Among the entries that follow, find the lines containing the string "truck" and copy them.

▶ Data:
----
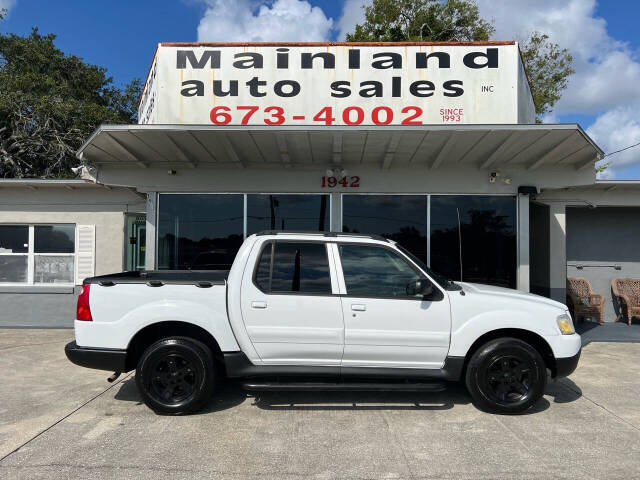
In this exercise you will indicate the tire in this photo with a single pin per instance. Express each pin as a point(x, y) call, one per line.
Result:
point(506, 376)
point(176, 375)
----
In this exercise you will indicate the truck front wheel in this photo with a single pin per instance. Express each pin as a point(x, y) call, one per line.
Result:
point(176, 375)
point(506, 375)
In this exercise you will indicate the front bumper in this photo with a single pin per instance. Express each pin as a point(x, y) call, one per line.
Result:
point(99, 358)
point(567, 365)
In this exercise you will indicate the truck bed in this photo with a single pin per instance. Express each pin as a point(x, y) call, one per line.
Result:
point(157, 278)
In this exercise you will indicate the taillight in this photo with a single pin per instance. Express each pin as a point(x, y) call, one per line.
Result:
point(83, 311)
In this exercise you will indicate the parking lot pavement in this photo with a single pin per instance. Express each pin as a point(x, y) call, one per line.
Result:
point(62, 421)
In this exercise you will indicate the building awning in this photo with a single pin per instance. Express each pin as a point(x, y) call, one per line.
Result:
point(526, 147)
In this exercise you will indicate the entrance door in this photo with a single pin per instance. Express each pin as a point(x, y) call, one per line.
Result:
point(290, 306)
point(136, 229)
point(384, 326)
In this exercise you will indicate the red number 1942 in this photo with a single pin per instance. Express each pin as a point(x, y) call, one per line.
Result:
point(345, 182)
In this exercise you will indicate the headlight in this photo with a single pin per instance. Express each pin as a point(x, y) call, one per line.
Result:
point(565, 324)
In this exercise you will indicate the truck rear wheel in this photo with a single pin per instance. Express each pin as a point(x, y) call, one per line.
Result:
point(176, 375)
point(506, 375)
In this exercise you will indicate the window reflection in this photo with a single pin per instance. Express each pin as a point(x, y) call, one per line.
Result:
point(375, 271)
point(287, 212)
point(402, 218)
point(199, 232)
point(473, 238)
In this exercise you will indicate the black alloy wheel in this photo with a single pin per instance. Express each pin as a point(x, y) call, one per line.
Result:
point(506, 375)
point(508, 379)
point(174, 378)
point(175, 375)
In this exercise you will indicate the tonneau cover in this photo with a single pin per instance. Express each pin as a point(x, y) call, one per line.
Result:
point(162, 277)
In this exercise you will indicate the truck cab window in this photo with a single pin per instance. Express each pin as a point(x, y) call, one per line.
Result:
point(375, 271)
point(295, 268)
----
▶ Written response:
In this exercise you will indicate the truck front wheel in this photo with a single pin per instance. Express each pin as a point(x, y) call, one per line.
In this exercise you will indicate the truck bed in this photo with a single pin per instance. Express each pin as a point(x, y) call, one per line.
In this exercise you will indicate the truck rear wheel in this photo with a single pin per instance. Express each pin as a point(x, y) call, one per line.
In this exercise you will indicate the truck cab window in this photo with a single pin per instance. Express each pin as a point(x, y) call, one per line.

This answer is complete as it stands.